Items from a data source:
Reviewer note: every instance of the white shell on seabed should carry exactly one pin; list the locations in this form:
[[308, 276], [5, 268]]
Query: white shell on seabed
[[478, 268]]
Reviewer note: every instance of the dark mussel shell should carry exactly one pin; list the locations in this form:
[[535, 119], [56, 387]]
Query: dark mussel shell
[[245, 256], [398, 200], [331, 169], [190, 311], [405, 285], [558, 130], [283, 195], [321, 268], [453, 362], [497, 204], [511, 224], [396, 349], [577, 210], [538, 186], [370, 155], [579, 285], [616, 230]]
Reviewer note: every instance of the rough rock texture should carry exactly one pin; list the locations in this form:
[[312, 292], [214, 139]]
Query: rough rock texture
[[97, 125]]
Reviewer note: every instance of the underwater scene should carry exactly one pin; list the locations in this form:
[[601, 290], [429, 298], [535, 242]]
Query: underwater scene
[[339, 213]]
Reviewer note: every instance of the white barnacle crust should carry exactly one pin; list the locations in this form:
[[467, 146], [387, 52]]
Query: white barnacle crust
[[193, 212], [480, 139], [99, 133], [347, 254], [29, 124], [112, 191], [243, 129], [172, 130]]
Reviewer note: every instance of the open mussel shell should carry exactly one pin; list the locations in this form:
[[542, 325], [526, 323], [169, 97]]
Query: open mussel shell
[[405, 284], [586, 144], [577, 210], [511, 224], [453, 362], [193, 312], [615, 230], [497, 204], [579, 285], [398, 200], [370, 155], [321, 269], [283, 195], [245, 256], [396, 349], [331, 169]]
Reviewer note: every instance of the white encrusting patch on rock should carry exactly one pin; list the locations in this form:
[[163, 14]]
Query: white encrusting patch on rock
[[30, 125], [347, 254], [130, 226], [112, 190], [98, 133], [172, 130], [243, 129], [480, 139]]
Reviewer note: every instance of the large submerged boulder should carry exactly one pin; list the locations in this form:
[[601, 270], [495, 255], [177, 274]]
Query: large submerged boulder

Set problem —
Starting at the first line and stopping after the line that contains "285], [616, 230]]", write those lines out again with each "mussel" changed to "clam". Leave everything else as it is.

Response to this exercise —
Reviewer note: every instance of the white shell on seabed should carry exactly one pin; list the locations in this form:
[[308, 276], [5, 268]]
Query: white shell on seabed
[[478, 268]]
Reviewer note: every instance of the dark clam shell should carry exactly one pin; list the locations in this form:
[[535, 119], [56, 387]]
Query: dark clam shell
[[245, 256], [398, 200], [331, 169], [190, 311], [405, 285], [558, 130], [283, 195], [321, 268], [453, 362], [497, 204], [511, 224], [396, 349], [577, 210], [538, 186], [370, 155], [579, 285], [616, 230]]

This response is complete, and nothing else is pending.